Data for analysis:

Segment Open

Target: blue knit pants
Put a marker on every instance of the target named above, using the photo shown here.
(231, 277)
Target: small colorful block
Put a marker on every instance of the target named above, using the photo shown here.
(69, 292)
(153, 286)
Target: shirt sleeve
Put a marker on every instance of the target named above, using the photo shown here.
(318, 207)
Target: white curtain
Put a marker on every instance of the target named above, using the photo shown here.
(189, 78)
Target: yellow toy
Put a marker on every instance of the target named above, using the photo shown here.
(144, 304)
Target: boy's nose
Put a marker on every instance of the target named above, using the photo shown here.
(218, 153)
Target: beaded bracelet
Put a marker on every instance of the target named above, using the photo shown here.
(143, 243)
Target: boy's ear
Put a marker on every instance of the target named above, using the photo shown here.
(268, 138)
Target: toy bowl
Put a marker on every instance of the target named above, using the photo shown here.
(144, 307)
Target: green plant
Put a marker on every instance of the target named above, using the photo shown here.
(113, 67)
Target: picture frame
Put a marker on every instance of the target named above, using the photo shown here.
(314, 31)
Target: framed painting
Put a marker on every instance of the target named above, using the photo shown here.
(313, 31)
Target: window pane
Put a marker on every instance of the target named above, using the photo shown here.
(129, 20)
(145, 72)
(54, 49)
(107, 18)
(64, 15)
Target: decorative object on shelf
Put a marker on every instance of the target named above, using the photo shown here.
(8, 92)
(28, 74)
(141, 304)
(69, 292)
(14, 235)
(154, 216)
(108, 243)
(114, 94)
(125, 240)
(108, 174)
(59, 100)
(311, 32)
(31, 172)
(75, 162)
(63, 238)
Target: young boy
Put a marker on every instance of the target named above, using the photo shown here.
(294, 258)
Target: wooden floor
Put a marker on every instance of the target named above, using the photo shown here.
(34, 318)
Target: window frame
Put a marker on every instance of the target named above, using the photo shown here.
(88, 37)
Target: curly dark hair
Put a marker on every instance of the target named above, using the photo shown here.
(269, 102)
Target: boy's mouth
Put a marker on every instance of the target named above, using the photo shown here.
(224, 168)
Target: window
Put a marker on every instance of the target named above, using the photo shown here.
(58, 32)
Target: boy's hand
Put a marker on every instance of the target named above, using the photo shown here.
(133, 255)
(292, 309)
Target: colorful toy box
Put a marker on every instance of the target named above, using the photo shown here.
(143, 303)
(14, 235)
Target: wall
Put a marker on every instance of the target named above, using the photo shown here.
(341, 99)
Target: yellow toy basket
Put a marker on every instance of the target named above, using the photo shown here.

Segment Closed

Problem to work on:
Beginning at the first line of the data above, retype each line until you reach the line containing "Target: white curtain", and include that one too. Add nothing else.

Output:
Target: blue knit pants
Put a marker on every instance of the target named above, using the photo shown here.
(231, 277)
Target: small colorful block
Put a marker on every instance of the target named above, using the photo shown here.
(69, 292)
(153, 286)
Target: shirt sleeve
Put a marker on every instance of the target named above, using the photo shown here.
(318, 207)
Target: white curtain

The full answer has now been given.